--- START Document text ---

The statements in this prospectus concerning the subordinated indenture, one or more supplemental indentures and the subordinated debt securities do not purport to be complete and are qualified in their entirety by reference to the subordinated indenture and any supplemental indenture, each of which is or will be incorporated by reference into this prospectus.
 
General
 
The subordinated debt securities will be issued in fully registered form without coupons unless the applicable prospectus supplement provides for an issuance to be in a form registered as to principal only with or without coupons or if provided for in a supplemental indenture or board resolution, in bearer form with or without coupons, or any combination thereof. Unless specified otherwise in the prospectus supplement, all subordinated debt securities will be denominated in U.S. dollars in denominations of $1,000 and multiples of $1,000. (Sections 201 and 302)
 
The subordinated debt securities will be direct, unsecured and subordinated obligations of CFC.
 
If any of the subordinated debt securities are offered in a foreign currency or currency unit or if principal of, any premium or any interest on any of the debt securities is payable in any foreign currency or currency unit, the applicable prospectus supplement will describe the restrictions, elections, specific terms and other information relative to those subordinated debt securities.

--- END Document text ---
--- START Data listing ---

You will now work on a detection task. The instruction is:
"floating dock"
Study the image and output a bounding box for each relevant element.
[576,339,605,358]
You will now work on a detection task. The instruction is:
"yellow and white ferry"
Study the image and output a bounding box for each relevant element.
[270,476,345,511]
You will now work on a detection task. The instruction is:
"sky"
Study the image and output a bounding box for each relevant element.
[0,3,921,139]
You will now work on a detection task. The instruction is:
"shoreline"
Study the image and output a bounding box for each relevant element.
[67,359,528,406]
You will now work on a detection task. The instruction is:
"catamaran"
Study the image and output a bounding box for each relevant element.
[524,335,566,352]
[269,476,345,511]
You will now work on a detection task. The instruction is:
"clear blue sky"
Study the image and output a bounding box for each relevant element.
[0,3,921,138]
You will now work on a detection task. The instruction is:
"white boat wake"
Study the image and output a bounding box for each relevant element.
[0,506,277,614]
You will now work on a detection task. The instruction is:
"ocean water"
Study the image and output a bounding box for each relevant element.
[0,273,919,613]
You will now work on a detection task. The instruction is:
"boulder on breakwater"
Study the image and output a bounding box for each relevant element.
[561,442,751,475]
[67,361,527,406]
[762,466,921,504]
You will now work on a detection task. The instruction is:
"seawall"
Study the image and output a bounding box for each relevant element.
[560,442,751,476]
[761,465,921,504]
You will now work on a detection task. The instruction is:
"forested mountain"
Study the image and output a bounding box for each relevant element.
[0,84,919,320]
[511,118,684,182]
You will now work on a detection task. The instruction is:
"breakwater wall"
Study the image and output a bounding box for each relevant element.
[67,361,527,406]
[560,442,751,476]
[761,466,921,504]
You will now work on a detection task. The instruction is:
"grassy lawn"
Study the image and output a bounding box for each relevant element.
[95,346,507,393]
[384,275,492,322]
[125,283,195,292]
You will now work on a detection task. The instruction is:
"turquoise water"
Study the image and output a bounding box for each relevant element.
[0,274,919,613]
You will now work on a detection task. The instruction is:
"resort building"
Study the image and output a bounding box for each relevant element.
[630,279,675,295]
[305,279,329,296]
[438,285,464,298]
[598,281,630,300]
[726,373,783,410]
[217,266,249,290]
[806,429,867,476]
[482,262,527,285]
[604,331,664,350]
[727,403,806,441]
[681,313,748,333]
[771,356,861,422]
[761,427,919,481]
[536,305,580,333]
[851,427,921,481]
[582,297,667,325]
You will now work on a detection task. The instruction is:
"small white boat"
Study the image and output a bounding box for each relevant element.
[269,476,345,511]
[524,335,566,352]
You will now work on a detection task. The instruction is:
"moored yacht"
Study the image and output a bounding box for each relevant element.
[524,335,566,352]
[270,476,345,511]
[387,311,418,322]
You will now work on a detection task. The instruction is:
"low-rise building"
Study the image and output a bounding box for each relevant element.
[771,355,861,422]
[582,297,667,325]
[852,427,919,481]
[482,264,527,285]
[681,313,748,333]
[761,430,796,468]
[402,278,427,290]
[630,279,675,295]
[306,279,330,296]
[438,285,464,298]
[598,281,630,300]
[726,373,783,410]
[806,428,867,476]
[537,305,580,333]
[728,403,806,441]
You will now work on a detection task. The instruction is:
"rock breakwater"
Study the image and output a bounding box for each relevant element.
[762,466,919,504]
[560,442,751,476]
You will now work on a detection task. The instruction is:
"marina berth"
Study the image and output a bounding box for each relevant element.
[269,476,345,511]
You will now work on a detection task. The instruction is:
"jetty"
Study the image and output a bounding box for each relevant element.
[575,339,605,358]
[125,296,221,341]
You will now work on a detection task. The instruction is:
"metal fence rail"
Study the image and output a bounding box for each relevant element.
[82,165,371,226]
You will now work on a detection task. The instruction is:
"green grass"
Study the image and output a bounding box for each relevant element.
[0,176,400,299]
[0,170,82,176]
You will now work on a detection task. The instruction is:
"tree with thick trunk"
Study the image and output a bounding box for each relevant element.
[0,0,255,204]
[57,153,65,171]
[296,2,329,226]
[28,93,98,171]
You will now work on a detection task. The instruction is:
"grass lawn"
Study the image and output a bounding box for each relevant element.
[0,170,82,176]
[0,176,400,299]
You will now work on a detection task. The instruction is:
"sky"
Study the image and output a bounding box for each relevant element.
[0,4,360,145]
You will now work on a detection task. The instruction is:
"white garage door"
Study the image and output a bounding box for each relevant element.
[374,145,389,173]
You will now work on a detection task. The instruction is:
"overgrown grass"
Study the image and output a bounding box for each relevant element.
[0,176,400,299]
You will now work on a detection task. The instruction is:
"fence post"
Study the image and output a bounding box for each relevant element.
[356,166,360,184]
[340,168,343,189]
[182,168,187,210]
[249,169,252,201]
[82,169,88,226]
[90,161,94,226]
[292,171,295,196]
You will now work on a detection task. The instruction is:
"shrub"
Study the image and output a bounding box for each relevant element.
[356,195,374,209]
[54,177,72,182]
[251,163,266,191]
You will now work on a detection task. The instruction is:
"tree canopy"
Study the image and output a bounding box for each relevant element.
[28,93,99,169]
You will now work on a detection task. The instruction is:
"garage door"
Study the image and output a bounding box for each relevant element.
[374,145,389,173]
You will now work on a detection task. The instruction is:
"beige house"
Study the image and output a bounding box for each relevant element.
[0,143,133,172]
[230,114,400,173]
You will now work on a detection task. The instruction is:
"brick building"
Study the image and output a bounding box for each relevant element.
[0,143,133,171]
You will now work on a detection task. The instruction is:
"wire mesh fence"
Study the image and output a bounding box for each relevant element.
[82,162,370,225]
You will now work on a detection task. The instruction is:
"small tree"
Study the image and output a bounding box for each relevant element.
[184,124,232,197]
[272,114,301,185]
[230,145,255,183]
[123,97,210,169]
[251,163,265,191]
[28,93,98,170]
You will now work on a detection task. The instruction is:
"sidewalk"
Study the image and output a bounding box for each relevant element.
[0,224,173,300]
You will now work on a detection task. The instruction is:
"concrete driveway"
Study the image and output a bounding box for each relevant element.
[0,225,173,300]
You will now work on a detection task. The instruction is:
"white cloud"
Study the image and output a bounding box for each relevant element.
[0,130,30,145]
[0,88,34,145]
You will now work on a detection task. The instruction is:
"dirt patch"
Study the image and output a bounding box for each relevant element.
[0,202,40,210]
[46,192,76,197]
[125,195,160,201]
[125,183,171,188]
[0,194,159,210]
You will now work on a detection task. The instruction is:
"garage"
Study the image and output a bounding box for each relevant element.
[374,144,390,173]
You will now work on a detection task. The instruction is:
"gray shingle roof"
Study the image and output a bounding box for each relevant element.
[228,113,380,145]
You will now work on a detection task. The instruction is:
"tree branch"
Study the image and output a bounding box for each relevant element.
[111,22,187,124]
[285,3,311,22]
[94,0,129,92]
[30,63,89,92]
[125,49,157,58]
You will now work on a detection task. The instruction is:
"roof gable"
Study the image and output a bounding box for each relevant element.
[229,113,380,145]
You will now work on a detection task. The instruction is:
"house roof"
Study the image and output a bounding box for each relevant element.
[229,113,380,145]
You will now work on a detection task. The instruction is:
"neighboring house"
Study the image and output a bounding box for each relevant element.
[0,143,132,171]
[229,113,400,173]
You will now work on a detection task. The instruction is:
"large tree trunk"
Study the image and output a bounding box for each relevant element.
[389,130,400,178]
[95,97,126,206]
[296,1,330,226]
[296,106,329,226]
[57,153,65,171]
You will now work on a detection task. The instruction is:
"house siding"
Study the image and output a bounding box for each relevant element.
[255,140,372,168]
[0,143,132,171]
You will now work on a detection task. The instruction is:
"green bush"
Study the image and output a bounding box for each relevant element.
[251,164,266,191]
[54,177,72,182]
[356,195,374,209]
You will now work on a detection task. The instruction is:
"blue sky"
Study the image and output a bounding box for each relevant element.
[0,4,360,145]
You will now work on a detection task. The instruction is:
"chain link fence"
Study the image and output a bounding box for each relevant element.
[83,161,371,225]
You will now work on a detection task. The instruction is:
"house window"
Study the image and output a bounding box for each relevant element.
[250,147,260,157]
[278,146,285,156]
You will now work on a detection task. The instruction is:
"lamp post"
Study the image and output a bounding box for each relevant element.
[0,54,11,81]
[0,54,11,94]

--- END Data listing ---
--- START Data listing ---

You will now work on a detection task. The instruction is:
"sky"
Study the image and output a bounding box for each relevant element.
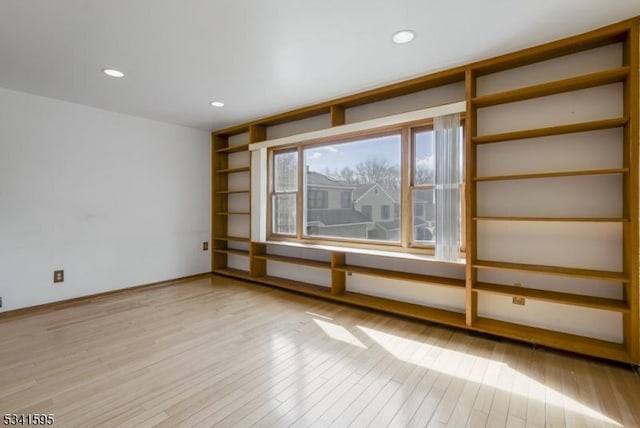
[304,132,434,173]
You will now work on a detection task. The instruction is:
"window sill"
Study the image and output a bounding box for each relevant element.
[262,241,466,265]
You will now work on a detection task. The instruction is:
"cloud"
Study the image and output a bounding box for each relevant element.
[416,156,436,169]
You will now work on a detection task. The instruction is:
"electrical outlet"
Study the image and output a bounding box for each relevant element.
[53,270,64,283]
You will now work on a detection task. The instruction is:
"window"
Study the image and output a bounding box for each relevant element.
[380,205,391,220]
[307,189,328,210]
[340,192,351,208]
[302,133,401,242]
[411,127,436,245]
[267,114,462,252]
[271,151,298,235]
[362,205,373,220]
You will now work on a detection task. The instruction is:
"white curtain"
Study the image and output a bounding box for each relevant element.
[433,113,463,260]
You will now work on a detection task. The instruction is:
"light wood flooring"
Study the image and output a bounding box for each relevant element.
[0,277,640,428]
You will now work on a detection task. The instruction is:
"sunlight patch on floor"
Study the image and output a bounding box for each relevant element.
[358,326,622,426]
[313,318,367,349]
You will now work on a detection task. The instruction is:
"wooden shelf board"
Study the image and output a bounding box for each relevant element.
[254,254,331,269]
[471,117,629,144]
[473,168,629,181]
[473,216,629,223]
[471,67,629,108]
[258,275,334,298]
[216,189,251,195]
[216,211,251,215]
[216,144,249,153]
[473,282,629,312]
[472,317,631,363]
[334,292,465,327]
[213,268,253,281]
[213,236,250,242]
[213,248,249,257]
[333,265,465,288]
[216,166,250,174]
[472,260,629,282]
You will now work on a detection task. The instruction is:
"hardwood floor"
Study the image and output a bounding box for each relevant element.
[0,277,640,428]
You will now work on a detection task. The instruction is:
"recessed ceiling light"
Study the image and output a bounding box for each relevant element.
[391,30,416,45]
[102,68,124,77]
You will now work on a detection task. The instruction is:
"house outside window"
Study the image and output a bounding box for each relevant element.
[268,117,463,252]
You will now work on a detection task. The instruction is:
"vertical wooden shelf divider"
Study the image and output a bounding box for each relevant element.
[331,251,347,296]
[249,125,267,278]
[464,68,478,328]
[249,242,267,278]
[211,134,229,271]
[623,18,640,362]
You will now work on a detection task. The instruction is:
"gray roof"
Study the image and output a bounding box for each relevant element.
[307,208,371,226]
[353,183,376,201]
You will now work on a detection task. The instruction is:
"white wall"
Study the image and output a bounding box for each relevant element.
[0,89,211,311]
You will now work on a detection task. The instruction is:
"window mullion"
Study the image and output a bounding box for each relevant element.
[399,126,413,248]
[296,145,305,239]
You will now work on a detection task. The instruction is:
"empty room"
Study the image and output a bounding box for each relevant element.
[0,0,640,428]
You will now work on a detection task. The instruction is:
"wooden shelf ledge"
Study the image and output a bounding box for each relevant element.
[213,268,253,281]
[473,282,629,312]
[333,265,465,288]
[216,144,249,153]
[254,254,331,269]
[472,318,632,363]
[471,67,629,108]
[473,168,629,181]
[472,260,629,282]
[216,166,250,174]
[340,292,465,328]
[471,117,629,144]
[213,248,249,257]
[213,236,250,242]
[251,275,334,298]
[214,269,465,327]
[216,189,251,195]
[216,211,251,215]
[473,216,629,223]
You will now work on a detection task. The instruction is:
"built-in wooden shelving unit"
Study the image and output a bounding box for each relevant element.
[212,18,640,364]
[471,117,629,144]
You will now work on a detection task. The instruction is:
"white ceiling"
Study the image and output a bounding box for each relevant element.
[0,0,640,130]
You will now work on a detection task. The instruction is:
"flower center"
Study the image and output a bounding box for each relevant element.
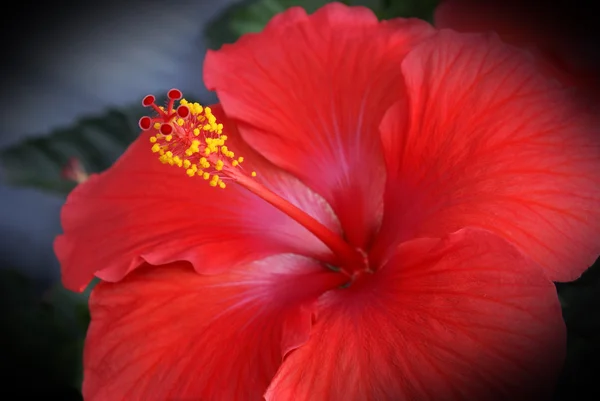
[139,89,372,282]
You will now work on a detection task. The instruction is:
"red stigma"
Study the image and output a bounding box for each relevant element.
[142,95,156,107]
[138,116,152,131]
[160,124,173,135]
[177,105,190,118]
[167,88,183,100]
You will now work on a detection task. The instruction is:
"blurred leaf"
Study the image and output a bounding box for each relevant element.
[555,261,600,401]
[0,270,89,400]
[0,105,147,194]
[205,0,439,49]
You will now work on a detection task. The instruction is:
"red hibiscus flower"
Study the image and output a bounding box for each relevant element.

--- END Data listing ---

→ Requests:
1. Write out the part of the prospectus excerpt starting at "If any of the" and ending at "subordinated debt securities.".
2. Continue the prospectus excerpt from the point where it stops.

→ Answers to the exercises:
1.
If any of the subordinated debt securities are offered in a foreign currency or currency unit or if principal of, any premium or any interest on any of the debt securities is payable in any foreign currency or currency unit, the applicable prospectus supplement will describe the restrictions, elections, specific terms and other information relative to those subordinated debt securities.

2.
CFC may issue subordinated debt securities in one or more series with the same or various maturities at or above par or with an original issue discount. Original issue discount securities bearing no interest or interest at a rate which at the time of issuance is below market rates will be sold at a discount (which may be substantial) below their stated principal amount. See the disclosure regarding taxation contained in the relevant prospectus supplement for a discussion of certain federal income tax considerations with respect to any original issue discount securities.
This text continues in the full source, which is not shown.